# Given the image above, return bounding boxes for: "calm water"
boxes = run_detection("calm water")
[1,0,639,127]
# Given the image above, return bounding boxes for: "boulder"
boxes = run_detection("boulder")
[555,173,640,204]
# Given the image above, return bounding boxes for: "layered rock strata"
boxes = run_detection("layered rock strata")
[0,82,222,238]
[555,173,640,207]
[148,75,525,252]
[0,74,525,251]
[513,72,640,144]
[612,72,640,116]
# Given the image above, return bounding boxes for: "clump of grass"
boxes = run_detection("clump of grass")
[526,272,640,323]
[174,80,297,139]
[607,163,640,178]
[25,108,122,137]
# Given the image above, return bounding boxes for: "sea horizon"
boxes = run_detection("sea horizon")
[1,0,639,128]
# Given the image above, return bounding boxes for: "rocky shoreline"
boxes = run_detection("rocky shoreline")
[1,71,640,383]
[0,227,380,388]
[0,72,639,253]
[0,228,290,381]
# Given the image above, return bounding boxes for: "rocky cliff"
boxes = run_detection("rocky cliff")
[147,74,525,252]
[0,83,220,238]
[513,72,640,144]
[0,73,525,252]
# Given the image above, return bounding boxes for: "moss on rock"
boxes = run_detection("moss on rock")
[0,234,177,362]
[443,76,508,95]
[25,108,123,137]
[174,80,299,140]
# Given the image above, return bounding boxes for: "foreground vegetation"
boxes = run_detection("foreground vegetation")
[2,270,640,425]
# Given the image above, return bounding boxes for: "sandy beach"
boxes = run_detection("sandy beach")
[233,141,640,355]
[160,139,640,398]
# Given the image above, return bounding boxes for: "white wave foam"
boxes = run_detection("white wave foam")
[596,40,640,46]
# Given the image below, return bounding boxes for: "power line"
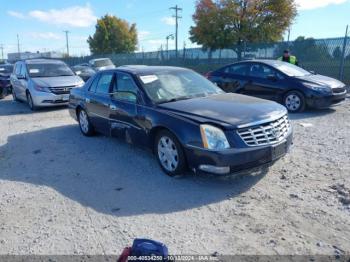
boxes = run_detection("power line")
[63,30,70,57]
[170,5,182,58]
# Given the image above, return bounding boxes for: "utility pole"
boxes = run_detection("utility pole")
[63,30,70,57]
[166,34,174,60]
[339,25,348,81]
[170,5,182,59]
[17,34,20,59]
[0,44,4,60]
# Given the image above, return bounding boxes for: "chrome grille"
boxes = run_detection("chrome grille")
[237,115,291,147]
[49,86,75,95]
[332,86,346,94]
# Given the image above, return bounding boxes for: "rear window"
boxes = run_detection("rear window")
[92,59,113,67]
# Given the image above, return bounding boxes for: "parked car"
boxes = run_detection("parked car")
[0,64,14,99]
[69,66,293,176]
[207,60,348,112]
[89,58,116,71]
[10,59,84,110]
[72,65,96,82]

+ + +

▶ TASK INSTRUCTIONS
If a record contains a picture, omit the picture and repeat everything else exactly.

▶ ANSWER TO THE PROBLEM
# Given the image above, return bounding boxes for: "calm water"
boxes = run_detection("calm water")
[1,0,639,127]
# Given the image above, return bounding boxes for: "boulder"
boxes = run_detection("boulder")
[555,173,640,204]
# Given the image above, return bounding boxes for: "layered rock strata"
boxes = run_detection("layered rock strata")
[0,82,222,238]
[555,173,640,207]
[148,75,525,252]
[0,74,525,251]
[513,72,640,144]
[612,72,640,116]
# Given the image above, return bounding boxes for: "clump of grass"
boxes = run_detection("clump of grass")
[526,272,640,323]
[174,80,297,139]
[607,163,640,178]
[25,108,122,137]
# Given the image above, return bounding boxes for: "sea horizon"
boxes = run_detection("sea horizon")
[1,0,639,128]
# Given the image above, return bounding boxes for: "rocky shoreline"
boxes = run_detection("rocky shoreline")
[1,71,640,383]
[0,227,380,388]
[0,72,639,253]
[0,228,290,381]
# Given the image above, return bounding boxes for: "rocky cliff"
boxes = run_detection("rocky cliff")
[147,74,525,252]
[0,83,220,238]
[513,72,640,144]
[0,73,525,252]
# Given the image above, return bounding boxes for: "moss on rock"
boxes = run_detection("moss on rock")
[0,234,177,362]
[443,76,508,95]
[25,108,123,137]
[174,80,299,140]
# Given the image above, return bounding boxes for: "foreground vegetation"
boxes = run_detection("foreground vegetation")
[2,270,640,425]
# Given the image above, return bounding boxes for: "sandy beach"
boxes = run_detection("sandy beach")
[233,141,640,355]
[160,139,640,398]
# Given the image above, return bounding boxes for: "white wave foam"
boxes = run_detection("white wave foam")
[596,40,640,46]
# Given the image below, return bounding boxes for: "power line"
boxes = run_detection("power line")
[63,30,70,57]
[170,5,182,58]
# Given the image above, return bounding boxes for: "utility pole"
boxes = run_detection("utility pole")
[63,30,70,57]
[166,34,174,60]
[339,25,348,81]
[170,5,182,59]
[17,34,20,59]
[0,44,4,60]
# Given the image above, return bounding boxes for: "chrome grille"
boxes = run_detection("chrome grille")
[237,115,291,147]
[49,86,75,95]
[332,86,346,94]
# Given the image above, return bounding boxes for: "rear window"
boxes = run_detection("rear window")
[92,59,113,67]
# Given the image above, return bounding boxes for: "parked car"
boxes = run_detection("parked car")
[0,64,14,99]
[69,66,293,176]
[207,60,348,112]
[89,58,116,71]
[10,59,84,110]
[72,65,96,82]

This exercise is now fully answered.